- **Problems and tasks**:
a. Answer these questions from the fuel injection pump text:
(i) Which torsion spring is stronger, the first or the second?
(ii) What can serve as the means for removing the force of the second torsion spring?
(iii) Where is the first known form of stop means mounted?
b. Carry on the fuel injection pump text from its final sentence.

- **Document text**:
········
Liquid fuel injection pumps

Abstract

A fuel injection pump of the rotary distributor type including a pump plunger the outward movement of which can be limited by an angularly adjustable stop ring to determine the maximum amount of fuel supplied by the pump. The stop ring is moveable from a first position to a second position to enable the pump to supply an excess amount of fuel for starting the engine. A first torsion spring biases the stop ring to the first position and a second torsion spring biases the ring to the second position and is stronger than the first torsion spring. Means is provided to remove the force exerted by the second torsion spring when the supply of the extra amount of fuel is no longer required. This means can be a fluid pressure operable piston.

Description

This invention relates to a liquid fuel injection pump for supplying fuel to a multi-cylinder internal combustion engine and of the kind comprising a rotary distributor member housed in a body and driven in use in timed relationship with an associated engine, a transverse bore formed in the distributor member and a plunger in said bore, a delivery passage communicating with the bore and arranged to register in turn with outlets in the body, as the distributor member rotates and during successive inward movement of the plunger, a cam ring surrounding the distributor member and having inwardly extending cam lobes for imparting said inward movements to the plunger, fuel supply means for supplying fuel to the bore during at least part of the time when the plunger is allowed to move outwardly by the cam lobes, said fuel supply means including an inlet port in the body to which fuel is supplied from a low pressure source, means for controlling the amount of fuel supplied through said port and stop means for limiting the outward movement of the plunger.

Such pumps are well known in the art and two forms of stop means are known. The first form of stop means is mounted on the distributor member and is therefore not adjustable during operation of the pump. With this form of stop means it is not possible without increasing the complexity of the pump, to obtain an extra amount of fuel for starting purposes. The second type of stop means is adjustable and takes the form of at least one ring mounted in the body of the pump and which has a profile on its internal surface for engagement by a part associated with the plunger to limit the outward movement of the plunger. Means is provided to adjust the ring to vary the maximum amount of fuel which can be supplied to the bore.
········
- **Supplied material**:
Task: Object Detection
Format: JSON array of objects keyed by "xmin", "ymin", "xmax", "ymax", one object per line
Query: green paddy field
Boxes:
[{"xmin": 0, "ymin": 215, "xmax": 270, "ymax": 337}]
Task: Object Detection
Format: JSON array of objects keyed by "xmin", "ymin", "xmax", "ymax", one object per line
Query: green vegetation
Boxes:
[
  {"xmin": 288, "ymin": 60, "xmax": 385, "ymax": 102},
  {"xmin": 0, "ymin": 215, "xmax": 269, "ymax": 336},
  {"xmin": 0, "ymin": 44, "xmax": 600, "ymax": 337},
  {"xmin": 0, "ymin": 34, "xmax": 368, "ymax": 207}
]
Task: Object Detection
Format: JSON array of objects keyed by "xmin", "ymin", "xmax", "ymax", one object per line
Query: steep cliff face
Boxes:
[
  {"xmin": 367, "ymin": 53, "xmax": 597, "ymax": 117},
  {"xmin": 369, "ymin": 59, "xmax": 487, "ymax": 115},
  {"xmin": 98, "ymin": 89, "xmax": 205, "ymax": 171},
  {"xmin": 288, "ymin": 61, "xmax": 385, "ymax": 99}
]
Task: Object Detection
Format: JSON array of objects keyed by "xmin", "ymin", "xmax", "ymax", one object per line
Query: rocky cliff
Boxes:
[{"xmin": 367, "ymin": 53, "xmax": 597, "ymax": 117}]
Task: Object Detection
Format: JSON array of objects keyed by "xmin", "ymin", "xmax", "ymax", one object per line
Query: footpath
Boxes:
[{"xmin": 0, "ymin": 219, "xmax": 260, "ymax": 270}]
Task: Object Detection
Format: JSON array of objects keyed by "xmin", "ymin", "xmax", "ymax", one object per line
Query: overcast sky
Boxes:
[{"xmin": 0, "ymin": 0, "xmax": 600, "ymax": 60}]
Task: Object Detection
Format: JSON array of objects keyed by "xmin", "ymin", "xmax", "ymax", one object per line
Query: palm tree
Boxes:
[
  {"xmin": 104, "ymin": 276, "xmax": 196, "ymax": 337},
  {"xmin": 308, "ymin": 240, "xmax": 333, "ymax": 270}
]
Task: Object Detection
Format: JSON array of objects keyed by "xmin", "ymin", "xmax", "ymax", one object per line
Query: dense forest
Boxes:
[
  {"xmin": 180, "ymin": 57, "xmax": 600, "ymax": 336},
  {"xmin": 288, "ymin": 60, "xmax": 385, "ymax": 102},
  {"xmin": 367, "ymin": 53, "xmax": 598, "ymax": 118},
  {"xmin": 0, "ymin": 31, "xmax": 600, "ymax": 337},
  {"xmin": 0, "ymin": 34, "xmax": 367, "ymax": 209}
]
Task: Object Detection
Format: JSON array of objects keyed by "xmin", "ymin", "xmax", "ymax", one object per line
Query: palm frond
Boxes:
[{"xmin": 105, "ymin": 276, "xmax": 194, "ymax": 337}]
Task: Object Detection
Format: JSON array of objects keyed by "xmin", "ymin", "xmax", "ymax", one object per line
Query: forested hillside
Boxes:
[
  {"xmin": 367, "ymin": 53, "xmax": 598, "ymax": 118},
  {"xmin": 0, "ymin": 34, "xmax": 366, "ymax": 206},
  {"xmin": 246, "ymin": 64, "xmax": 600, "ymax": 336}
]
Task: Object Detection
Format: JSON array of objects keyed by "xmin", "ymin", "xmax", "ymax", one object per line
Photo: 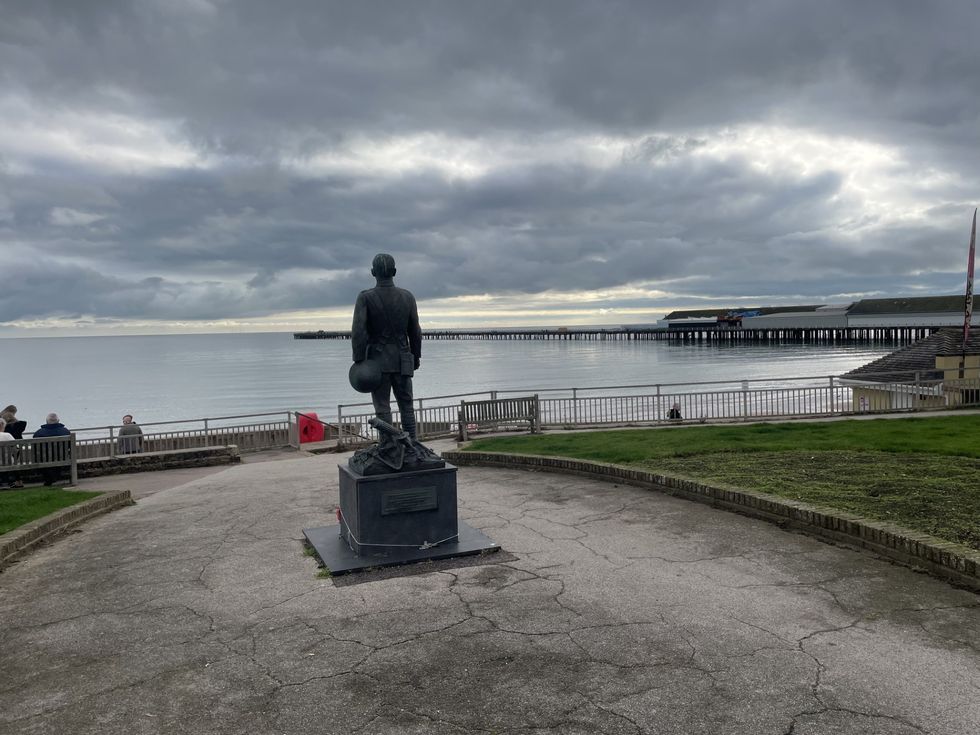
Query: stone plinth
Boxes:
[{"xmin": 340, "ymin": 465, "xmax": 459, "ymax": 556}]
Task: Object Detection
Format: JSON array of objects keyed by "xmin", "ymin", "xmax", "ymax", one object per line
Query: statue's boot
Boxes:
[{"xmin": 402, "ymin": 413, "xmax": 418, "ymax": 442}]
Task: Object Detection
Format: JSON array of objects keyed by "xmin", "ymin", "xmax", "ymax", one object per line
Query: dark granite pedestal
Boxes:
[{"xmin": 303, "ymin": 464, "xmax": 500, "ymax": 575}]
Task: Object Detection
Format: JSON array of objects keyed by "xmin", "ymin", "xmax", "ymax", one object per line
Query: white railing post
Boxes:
········
- **Answers given**:
a.
(i) The second torsion spring.
(ii) A fluid pressure operable piston.
(iii) On the distributor member.

b.
The present invention is concerned with a pump of the kind specified having the second type of stop means and has for its object to provide such a pump in a simple and convenient form.

According to the invention in a pump of the kind specified said stop means comprises a ring mounted in the body, said ring having a profile on its internal surface for engagement by a part associated with the plunger to limit the outward movement of the plunger, means for adjusting said ring so that the amount of fuel which can be supplied to said bore can be varied, said means including a movable member, a first resilient means biasing said member to a first position in which the ring is set for the normal maximum amount of fuel supply to the engine, a second resilient means stronger than said first resilient means, acting on said member to urge the member to a second position in which the ring is set for an extra or excess amount of fuel supply to the engine, and means operable in use to remove the force exerted by said second resilient means on the member whereby the member can move under the action of said first resilient means to said first position.

One example of a pump in accordance with the invention will now be described with reference to the accompanying drawings in which:

FIG. 1 is a diagrammatic sectional side elevation of a pump in accordance with the invention;

FIG. 2 is a plan view of part of the pump not seen in FIG. 1; and

FIG. 3 is a diagram of the cam lobe profile and the profile of a stop ring forming part of the pump shown in FIG. 1.

Referring to FIG. 1 of the drawings the pump comprises a multi-part body 10 in which is mounted a rotary cylindrical distributor member 11, the distributor member has an enlarged portion 12 which is driven from a drive shaft 13. Formed in the distributor member 11 is a diametrically disposed bore 14 in which is mounted a pair of plungers 15 and at their outer ends the plungers engage rollers 17 for engagement with the internal peripheral surface of an annular cam ring 18 which surrounds the enlarged portion 12 of the distributor member.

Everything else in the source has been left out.